| TASK OBJECTIVE |
Make an exact copy of every entry, from the first line to the last.
┌────────
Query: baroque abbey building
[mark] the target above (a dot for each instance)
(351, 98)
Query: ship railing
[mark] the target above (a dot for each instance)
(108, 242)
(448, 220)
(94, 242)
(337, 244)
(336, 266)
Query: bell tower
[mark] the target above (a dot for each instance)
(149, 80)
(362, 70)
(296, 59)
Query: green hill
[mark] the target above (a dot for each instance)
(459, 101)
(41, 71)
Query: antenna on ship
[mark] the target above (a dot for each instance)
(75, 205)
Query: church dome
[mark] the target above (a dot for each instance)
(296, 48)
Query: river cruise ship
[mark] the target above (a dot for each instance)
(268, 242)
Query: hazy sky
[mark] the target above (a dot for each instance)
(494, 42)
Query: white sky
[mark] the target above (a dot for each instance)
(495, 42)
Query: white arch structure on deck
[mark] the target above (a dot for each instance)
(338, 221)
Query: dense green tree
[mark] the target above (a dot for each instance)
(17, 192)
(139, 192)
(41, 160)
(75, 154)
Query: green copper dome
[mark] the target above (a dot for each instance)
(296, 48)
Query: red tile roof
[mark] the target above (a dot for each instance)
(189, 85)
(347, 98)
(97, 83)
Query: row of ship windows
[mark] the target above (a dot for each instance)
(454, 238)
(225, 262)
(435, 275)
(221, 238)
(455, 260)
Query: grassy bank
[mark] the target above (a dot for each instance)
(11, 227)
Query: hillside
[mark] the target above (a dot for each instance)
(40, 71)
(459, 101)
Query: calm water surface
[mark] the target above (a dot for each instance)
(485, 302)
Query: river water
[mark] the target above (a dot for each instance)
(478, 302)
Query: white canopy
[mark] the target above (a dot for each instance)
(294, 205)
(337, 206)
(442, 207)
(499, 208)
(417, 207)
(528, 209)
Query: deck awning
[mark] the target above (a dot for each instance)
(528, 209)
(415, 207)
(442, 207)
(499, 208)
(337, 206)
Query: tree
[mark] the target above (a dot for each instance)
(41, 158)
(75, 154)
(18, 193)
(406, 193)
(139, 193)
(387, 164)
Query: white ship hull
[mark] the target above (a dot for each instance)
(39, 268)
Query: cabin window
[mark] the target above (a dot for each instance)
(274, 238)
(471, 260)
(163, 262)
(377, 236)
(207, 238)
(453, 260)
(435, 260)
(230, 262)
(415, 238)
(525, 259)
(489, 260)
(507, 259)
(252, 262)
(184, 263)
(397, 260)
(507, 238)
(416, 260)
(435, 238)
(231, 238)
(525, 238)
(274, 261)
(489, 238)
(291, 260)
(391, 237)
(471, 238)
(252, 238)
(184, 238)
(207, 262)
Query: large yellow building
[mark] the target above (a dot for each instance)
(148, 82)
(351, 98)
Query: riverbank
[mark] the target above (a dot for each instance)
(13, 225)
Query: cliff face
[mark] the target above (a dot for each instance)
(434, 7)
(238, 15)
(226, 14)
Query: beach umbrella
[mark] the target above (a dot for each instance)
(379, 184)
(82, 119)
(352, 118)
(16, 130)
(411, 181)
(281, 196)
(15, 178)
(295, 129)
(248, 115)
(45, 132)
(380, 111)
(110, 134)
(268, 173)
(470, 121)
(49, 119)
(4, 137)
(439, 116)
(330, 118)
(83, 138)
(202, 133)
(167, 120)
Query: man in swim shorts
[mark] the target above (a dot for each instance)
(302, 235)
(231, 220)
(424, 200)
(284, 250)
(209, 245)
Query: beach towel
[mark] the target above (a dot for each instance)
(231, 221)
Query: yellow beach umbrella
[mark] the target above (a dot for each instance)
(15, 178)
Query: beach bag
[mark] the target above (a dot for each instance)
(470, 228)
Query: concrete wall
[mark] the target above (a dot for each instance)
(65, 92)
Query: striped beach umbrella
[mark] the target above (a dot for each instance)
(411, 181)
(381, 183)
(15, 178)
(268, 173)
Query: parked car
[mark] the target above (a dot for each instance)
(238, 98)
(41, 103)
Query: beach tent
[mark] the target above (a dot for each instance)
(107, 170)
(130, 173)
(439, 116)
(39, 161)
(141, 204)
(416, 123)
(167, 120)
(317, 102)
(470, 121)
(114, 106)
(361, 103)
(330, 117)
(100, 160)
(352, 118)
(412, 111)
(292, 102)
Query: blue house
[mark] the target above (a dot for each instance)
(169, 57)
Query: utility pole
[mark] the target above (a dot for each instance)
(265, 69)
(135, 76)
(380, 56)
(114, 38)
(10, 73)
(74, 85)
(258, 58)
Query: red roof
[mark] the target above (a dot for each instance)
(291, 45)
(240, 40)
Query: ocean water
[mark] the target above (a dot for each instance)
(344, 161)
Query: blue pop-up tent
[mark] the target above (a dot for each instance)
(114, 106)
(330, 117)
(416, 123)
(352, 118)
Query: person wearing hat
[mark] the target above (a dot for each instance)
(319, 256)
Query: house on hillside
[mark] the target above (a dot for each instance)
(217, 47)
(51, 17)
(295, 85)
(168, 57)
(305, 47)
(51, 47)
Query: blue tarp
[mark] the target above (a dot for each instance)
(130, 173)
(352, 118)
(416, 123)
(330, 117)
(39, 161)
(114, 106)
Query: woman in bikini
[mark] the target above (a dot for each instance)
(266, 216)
└────────
| FINAL ANSWER |
Query: baroque abbey building
[mark] the target above (a dot for each instance)
(351, 98)
Query: ship railing
[mark] the target above (a dot for each instance)
(108, 242)
(448, 220)
(94, 242)
(337, 244)
(336, 266)
Query: bell tower
[mark] the target above (a dot for each instance)
(149, 80)
(362, 70)
(296, 59)
Query: green hill
[mark] the target above (a dot for each instance)
(459, 101)
(41, 71)
Query: antenna on ship
[mark] the target above (a dot for each instance)
(75, 205)
Query: church dome
[mark] the target above (a dot for each instance)
(296, 48)
Query: river cruise ship
[mark] the target above (a dot for each instance)
(268, 242)
Query: hazy sky
[mark] the target above (a dot for each instance)
(494, 42)
Query: white sky
[mark] the target above (a dot for each instance)
(495, 42)
Query: white arch structure on deck
[mark] the target above (a dot for each instance)
(338, 221)
Query: dense green tree
[mark] the target above (a dot for each instance)
(17, 192)
(139, 192)
(41, 160)
(75, 154)
Query: green copper dome
[mark] the target above (a dot for each instance)
(296, 48)
Query: red tile roof
[mark] the target above (a dot for each instance)
(189, 85)
(347, 98)
(97, 83)
Query: row of ship windows
[mark] the target above (a dot for each instance)
(454, 238)
(225, 262)
(435, 275)
(221, 238)
(455, 260)
Query: grassy bank
[mark] the target above (a dot for each instance)
(11, 227)
Query: hillside
[mark] the target above (a dot for each instance)
(40, 71)
(459, 101)
Query: calm water surface
[mark] the target above (a dot for each instance)
(485, 302)
Query: river water
[mark] the target above (a dot for each instance)
(478, 302)
Query: white canopy
[mark] the target above (a dot for each instance)
(294, 205)
(337, 206)
(442, 207)
(499, 208)
(417, 207)
(528, 209)
Query: deck awning
[mark] the target above (a dot for each instance)
(528, 209)
(415, 207)
(442, 207)
(499, 208)
(337, 206)
Query: tree
[mark] the target above (a dot for each instance)
(41, 158)
(75, 154)
(18, 193)
(406, 193)
(139, 193)
(387, 164)
Query: white ship hull
[mark] the target above (a dot for each instance)
(39, 268)
Query: cabin window
[mark] the target above (a dot for each instance)
(274, 238)
(471, 260)
(163, 262)
(377, 236)
(207, 238)
(453, 260)
(435, 260)
(230, 262)
(415, 238)
(525, 259)
(489, 260)
(507, 259)
(252, 262)
(184, 263)
(397, 260)
(507, 238)
(416, 260)
(435, 238)
(231, 238)
(525, 238)
(274, 261)
(489, 238)
(291, 260)
(391, 237)
(471, 238)
(252, 238)
(184, 238)
(207, 262)
Query: large yellow building
[mark] the target above (a dot for each instance)
(148, 82)
(351, 98)
Query: riverbank
[mark] the target above (a dot for each instance)
(13, 225)
Query: cliff face
[mark] the target above (a dot for each instance)
(434, 7)
(238, 15)
(226, 14)
Query: beach umbrella
[mark] the target above (a dot for each instance)
(379, 184)
(82, 119)
(352, 118)
(16, 130)
(411, 181)
(281, 196)
(15, 178)
(295, 129)
(248, 115)
(45, 132)
(380, 111)
(110, 134)
(268, 173)
(470, 121)
(49, 119)
(4, 137)
(439, 116)
(330, 118)
(83, 138)
(202, 133)
(167, 120)
Query: man in swim shorts
[mark] the target above (a dot for each instance)
(302, 235)
(231, 220)
(424, 200)
(284, 250)
(209, 245)
Query: beach towel
[mark] the target above (a dot for each instance)
(231, 221)
Query: yellow beach umbrella
[mark] the target above (a dot for each instance)
(15, 178)
Query: beach bag
[mark] the target above (a dot for each instance)
(470, 228)
Query: concrete wall
[mark] the target above (a dot for each instance)
(65, 92)
Query: striped beach umbrella
[mark] the target above (a dot for each instance)
(411, 181)
(381, 183)
(15, 178)
(268, 173)
Query: parked car
[mark] the target above (a dot for each instance)
(238, 98)
(41, 103)
Query: beach tent
[mark] the target above (a dot for each instance)
(107, 170)
(130, 173)
(439, 116)
(39, 161)
(141, 204)
(416, 123)
(167, 120)
(317, 102)
(470, 121)
(114, 106)
(361, 103)
(330, 117)
(100, 160)
(352, 118)
(412, 111)
(292, 102)
Query: blue house
[mark] the target above (a dot for each instance)
(169, 57)
Query: utility pole
[mark] the target above (a dot for each instance)
(265, 69)
(135, 76)
(380, 56)
(114, 38)
(10, 73)
(74, 85)
(258, 58)
Query: red roof
[mark] the target above (a dot for each instance)
(291, 45)
(240, 40)
Query: ocean water
[mark] the target above (a dot for each instance)
(344, 161)
Query: blue pop-up tent
[mark] the target above (a dot for each instance)
(114, 106)
(330, 117)
(416, 123)
(352, 118)
Query: person wearing hat
[mark] the target above (a dot for each instance)
(319, 256)
Query: house on hillside
[mark] the target above (a dot for each instance)
(217, 47)
(51, 17)
(295, 85)
(168, 57)
(305, 47)
(51, 47)
Query: blue tarp
[mark] the target above (a dot for each instance)
(130, 173)
(352, 118)
(416, 123)
(330, 117)
(39, 161)
(114, 106)
Query: woman in bikini
[mark] the target above (a dot for each instance)
(266, 216)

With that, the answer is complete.